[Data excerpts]
# # # # # # #
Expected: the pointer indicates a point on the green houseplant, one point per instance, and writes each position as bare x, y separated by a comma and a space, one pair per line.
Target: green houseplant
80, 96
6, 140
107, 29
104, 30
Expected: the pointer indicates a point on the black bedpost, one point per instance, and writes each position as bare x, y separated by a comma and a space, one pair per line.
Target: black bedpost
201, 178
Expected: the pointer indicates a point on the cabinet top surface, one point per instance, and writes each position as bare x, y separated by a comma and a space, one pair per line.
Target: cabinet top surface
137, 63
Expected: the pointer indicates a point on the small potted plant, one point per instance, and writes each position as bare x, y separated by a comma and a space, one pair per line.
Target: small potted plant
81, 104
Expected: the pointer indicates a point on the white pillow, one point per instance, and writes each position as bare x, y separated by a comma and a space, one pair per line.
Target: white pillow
# # # # # # #
- _To do_
Beginning at the first line of the data above, retype each line until you reach the line containing "Expected: the pointer indicates a point on the small", and include that one too. Add nothing else.

- _Exercise output_
Expected: the pointer indicates a point on the green houseplant, one point per instance, and writes each position as bare x, y separated by a comma and a space, one pair per line.
Target: green houseplant
80, 96
6, 140
107, 29
104, 30
Expected: the pointer indicates a point on the black bedpost, one point per instance, and writes each position as bare x, y separated by a comma and a space, one pair per line.
Target: black bedpost
201, 178
Expected: the pointer indicates a point on the cabinet top surface, one point per instance, and writes each position as bare x, y separated by a comma and a space, one pair per line.
Target: cabinet top surface
137, 63
Expected: the pointer indicates a point on the small potted plant, one point per instance, and writes each position as bare x, y separated by a comma and a space, one pair per line.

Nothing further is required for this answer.